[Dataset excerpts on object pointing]
※ ※ ※

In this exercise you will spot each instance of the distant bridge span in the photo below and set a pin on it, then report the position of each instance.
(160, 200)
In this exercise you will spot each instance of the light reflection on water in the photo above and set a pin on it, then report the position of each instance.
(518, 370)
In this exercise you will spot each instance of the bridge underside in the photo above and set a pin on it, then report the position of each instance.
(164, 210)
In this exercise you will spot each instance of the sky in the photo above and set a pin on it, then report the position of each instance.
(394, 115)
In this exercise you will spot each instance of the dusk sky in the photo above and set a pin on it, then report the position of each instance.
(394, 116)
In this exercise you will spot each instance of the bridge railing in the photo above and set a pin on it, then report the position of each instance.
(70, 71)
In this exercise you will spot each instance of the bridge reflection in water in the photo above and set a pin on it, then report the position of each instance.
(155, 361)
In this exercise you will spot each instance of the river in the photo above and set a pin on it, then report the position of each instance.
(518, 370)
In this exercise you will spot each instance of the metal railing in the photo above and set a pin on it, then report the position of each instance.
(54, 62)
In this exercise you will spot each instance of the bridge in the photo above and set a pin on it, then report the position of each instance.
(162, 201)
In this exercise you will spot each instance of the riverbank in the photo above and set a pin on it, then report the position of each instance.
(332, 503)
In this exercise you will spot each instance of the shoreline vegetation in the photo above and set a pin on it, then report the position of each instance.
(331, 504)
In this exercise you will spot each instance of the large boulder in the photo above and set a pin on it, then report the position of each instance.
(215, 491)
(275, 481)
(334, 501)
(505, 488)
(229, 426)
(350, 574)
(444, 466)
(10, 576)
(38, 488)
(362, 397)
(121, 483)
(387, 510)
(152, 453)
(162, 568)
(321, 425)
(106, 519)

※ ※ ※

• What you will do
Restate each of the entries above verbatim.

• Answer below
In this exercise you will spot each instance of the distant bridge span in the photo below and set a pin on it, then report the position of each instance.
(160, 200)
In this exercise you will spot each instance of the light reflection on water in the photo above and set a pin on it, then report the position of each instance.
(518, 370)
In this exercise you will spot each instance of the bridge underside in the photo above and set a pin on it, then report the position of each instance.
(164, 210)
In this exercise you will spot each instance of the sky in the photo above and set a pin on it, then report the position of each instance.
(394, 115)
In this exercise you will spot each instance of the dusk sky in the photo above and set a pin on it, then report the position of each instance.
(394, 116)
In this exercise you will spot each instance of the bridge railing in the photo above and set a pin on it, then report the position of each instance.
(70, 71)
In this exercise you will spot each instance of the bridge reflection in water in the photo above and set a pin on it, then report the position of each instance.
(155, 361)
In this exercise you will spot each instance of the river in the photo above and set a pin on it, then report the position of each instance.
(518, 370)
In this exercise you will spot each instance of the metal railing in the photo above and set a pin on it, then report the position of each instance.
(54, 62)
In this exercise you will spot each instance of the bridge in the photo above and set a pin on it, then report the position of each instance.
(162, 201)
In this exercise you will spot each instance of the riverbank in the photo above and set a pin on it, then report the position of each instance.
(332, 503)
In this exercise you will spot each instance of the shoreline vegetation in the photo above and set a pin on it, then report the position of each instance.
(331, 504)
In this exercise you will spot each instance of the large boulder in the photo above and set a pin on it, then report the position of each instance.
(215, 491)
(275, 481)
(334, 501)
(505, 488)
(229, 426)
(350, 574)
(444, 466)
(10, 576)
(38, 488)
(362, 397)
(121, 483)
(387, 510)
(152, 453)
(162, 568)
(321, 425)
(106, 519)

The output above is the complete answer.